Texte extrait |
Les entreprises sont comme toujours les plus choyées, avec la création d’une zone franche globale, les exonérant totalement de fiscalité quel que soit leur secteur d’activité et ce, dès 2025. Les mesures répressives sont elles aussi à effet immédiat : conditions toujours plus difficiles pour obtenir un titre de séjour ; retrait du titre de séjour des parents dont l’enfant « constitue une menace pour l’ordre public » ; expulsions et destructions des bidonvilles facilitées alors que les relogements sont prévus au compte-goutte pour les familles dont les logements ont été détruits par Chido. Les mesures xénophobes sont présentées comme des solutions à l’extrême pauvreté de Mayotte, alors que ce sont les principales causes de la dégradation des conditions de vie des habitants. Ainsi, des milliers de jeunes nés à Mayotte ne peuvent devenir Français. Ils doivent prouver qu’un de leurs parents était bien en situation régulière trois mois avant leur naissance. À leur majorité, ils ne peuvent donc ni poursuivre leurs études, ni travailler de manière légale. Ils peuvent se voir expulser vers les Comores, alors qu’ils n’y ont aucun lien. De plus, les collectifs anti-migrants bloquent régulièrement la préfecture pour les empêcher de faire toute démarche. Cette dérogation au droit du sol, présente uniquement à Mayotte, va encore s’aggraver avec la nouvelle loi votée par le Parlement le 1er avril dernier : un enfant né à Mayotte pourra accéder à la nationalité française à sa majorité uniquement s’il prouve que ses deux parents étaient présents légalement au moins un an avant sa naissance… Autant dire qu’il s’agit d’une suppression pure et simple du droit du sol, l’immigration légale à Mayotte étant depuis de nombreuses années impossible.

Entrées enregistrées
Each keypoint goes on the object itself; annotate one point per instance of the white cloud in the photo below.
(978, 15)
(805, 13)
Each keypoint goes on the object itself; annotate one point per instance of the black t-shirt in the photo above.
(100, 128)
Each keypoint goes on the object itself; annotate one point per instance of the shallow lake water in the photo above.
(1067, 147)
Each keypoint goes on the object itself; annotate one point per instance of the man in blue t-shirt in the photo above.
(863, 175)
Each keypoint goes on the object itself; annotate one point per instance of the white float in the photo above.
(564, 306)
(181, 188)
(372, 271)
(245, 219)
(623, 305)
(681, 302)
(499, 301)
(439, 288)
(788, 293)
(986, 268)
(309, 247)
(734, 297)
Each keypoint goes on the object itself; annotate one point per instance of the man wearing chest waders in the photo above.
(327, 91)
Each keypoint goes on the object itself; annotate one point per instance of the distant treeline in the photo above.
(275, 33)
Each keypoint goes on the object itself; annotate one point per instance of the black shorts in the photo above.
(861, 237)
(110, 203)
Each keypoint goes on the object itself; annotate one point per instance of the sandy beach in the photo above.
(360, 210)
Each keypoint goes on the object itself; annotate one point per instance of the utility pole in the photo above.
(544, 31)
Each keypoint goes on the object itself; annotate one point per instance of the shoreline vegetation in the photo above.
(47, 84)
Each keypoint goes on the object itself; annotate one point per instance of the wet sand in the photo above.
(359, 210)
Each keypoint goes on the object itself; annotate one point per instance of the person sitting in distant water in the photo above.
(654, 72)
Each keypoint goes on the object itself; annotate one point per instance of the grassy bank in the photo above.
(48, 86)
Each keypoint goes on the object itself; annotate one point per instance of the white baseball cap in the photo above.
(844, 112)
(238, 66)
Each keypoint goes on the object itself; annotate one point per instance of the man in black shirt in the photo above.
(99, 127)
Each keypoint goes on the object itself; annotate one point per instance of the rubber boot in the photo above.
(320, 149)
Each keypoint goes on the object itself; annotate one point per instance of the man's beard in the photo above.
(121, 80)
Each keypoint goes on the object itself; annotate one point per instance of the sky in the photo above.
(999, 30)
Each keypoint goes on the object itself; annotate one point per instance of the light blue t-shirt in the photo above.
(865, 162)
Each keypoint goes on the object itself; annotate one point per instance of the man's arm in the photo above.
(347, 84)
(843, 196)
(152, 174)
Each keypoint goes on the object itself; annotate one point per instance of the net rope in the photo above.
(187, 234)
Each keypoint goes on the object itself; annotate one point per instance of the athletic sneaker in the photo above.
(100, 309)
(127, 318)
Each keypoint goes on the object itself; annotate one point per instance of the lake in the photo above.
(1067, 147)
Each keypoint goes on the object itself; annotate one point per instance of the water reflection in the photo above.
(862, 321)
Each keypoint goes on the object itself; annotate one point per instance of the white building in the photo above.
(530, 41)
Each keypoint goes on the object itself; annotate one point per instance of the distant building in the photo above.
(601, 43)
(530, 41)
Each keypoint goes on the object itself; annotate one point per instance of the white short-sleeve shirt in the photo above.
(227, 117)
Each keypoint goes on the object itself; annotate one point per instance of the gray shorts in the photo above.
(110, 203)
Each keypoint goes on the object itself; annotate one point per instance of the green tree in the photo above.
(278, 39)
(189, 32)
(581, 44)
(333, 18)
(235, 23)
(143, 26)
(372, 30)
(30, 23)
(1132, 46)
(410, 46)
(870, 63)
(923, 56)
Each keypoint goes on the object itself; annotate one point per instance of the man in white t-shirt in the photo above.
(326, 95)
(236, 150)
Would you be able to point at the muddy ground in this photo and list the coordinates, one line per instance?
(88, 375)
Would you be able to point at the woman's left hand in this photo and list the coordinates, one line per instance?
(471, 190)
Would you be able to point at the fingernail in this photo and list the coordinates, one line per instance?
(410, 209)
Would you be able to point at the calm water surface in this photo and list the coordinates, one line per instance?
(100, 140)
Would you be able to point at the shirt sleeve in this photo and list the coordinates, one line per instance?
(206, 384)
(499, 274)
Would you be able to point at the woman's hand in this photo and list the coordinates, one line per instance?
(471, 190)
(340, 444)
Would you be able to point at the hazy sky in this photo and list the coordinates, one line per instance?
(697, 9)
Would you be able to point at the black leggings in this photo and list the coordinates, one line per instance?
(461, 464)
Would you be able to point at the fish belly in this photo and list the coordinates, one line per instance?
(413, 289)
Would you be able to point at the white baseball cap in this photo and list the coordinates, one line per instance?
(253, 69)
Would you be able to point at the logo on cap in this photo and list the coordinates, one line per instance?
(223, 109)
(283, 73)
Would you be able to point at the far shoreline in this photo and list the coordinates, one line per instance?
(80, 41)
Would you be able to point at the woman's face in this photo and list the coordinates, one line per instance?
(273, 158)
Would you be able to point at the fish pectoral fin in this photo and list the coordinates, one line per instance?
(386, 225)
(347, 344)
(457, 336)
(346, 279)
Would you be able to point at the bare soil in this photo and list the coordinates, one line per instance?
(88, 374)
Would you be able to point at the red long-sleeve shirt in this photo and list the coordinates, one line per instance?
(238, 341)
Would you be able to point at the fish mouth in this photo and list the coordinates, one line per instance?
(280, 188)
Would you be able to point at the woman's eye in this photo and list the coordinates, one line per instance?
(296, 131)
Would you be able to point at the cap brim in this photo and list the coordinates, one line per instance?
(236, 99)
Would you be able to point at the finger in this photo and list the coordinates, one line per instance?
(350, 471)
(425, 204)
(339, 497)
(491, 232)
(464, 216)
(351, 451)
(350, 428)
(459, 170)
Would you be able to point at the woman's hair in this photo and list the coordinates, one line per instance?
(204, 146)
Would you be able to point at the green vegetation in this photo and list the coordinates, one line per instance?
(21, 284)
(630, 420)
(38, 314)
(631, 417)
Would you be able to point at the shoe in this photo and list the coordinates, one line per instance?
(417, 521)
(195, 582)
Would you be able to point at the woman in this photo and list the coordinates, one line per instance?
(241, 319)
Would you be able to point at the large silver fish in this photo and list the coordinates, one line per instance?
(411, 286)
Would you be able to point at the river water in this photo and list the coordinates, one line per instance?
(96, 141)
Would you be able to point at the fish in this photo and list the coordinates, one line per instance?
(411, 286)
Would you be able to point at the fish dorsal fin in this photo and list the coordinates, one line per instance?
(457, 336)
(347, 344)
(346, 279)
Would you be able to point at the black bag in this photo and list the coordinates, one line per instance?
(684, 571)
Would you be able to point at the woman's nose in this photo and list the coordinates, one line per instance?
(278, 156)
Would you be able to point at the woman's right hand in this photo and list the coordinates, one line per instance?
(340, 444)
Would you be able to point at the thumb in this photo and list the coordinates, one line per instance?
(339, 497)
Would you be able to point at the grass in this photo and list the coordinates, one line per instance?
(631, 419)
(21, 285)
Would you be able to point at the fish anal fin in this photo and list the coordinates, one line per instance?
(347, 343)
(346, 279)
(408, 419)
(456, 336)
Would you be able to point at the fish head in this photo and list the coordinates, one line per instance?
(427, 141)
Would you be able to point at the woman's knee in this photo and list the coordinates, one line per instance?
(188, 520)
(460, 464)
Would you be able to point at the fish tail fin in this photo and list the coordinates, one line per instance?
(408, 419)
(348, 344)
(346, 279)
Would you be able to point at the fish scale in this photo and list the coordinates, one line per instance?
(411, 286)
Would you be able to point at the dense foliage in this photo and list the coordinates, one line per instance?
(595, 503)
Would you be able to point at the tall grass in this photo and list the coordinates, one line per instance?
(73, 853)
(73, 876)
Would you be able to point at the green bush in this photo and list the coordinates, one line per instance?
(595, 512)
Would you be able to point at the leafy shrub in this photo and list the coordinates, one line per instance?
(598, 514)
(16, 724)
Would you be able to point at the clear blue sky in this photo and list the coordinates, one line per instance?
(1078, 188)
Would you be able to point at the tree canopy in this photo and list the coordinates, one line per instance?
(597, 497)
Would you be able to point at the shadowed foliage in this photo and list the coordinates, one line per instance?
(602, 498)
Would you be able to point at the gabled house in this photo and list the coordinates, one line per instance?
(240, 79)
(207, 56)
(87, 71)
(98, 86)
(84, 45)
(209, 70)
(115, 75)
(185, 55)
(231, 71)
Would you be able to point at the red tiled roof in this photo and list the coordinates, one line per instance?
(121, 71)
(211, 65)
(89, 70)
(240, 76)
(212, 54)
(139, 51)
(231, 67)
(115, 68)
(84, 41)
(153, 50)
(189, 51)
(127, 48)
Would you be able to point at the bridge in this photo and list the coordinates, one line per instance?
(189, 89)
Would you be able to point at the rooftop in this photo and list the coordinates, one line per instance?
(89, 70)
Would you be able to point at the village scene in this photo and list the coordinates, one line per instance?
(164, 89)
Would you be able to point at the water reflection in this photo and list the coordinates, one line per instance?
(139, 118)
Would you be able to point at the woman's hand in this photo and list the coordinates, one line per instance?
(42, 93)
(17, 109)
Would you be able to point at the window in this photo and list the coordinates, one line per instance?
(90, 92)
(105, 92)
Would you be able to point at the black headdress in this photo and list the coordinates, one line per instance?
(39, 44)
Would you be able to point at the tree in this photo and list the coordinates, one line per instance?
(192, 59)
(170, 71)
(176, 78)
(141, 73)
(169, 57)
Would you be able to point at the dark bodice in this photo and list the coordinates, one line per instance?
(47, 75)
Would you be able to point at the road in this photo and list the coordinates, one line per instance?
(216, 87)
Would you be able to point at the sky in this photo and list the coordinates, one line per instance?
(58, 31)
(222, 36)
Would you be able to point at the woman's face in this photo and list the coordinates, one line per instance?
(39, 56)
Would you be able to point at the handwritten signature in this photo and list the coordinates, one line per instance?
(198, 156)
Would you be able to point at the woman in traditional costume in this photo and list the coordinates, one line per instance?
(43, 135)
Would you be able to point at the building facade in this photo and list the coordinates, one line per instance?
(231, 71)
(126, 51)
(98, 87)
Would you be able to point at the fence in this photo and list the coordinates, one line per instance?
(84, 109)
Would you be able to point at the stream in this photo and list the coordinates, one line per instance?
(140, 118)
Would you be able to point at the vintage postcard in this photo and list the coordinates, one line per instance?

Tâche à réaliser | Énumérez toutes les mesures répressives « à effet immédiat » citées dans le texte extrait sur Mayotte.

Réponse ci-dessous |
- Conditions toujours plus difficiles pour obtenir un titre de séjour
- Retrait du titre de séjour des parents dont l'enfant « constitue une menace pour l'ordre public »
- Expulsions et destructions des bidonvilles facilitées